-- Your goal --
Copy the listing below, from its first line down to the line containing "point(221, 129)". Include both ends and reproduce every line exactly.

-- Given entries --
= = = = =
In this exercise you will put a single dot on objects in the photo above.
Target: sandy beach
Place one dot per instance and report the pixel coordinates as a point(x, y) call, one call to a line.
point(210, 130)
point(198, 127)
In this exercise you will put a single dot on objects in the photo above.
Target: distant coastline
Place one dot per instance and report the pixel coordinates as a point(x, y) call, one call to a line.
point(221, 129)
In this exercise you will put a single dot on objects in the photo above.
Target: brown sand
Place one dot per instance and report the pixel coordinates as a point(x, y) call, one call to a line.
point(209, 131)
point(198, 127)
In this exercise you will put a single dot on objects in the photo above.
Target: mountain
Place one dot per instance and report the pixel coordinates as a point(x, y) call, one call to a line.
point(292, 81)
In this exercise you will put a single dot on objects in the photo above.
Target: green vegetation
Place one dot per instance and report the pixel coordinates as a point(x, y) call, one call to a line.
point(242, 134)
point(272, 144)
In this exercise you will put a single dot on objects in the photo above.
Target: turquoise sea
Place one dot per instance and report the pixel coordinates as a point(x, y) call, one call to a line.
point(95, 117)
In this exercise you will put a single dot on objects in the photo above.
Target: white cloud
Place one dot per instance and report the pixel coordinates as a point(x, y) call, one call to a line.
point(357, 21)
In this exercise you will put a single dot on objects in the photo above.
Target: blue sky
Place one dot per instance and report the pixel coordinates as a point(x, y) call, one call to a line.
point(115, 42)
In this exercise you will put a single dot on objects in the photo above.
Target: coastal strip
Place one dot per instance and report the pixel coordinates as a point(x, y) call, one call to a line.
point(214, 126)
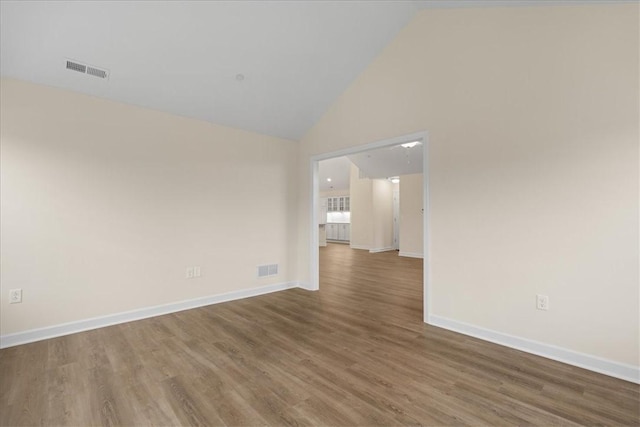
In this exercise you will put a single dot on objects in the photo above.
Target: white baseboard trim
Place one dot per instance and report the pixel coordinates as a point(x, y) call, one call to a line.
point(571, 357)
point(363, 247)
point(33, 335)
point(305, 286)
point(376, 250)
point(411, 254)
= = = = =
-- Finished answer --
In this exercise you will put a single dot on objects in the photo above.
Target: sandy beach
Place one dot per instance and report the pixel coordinates as a point(x, y) call, one call to a line.
point(210, 130)
point(198, 127)
In this exercise you will put a single dot on objects in the photo above.
Target: distant coastline
Place one dot per instance and report the pixel coordinates as a point(x, y) call, one call to a line.
point(221, 129)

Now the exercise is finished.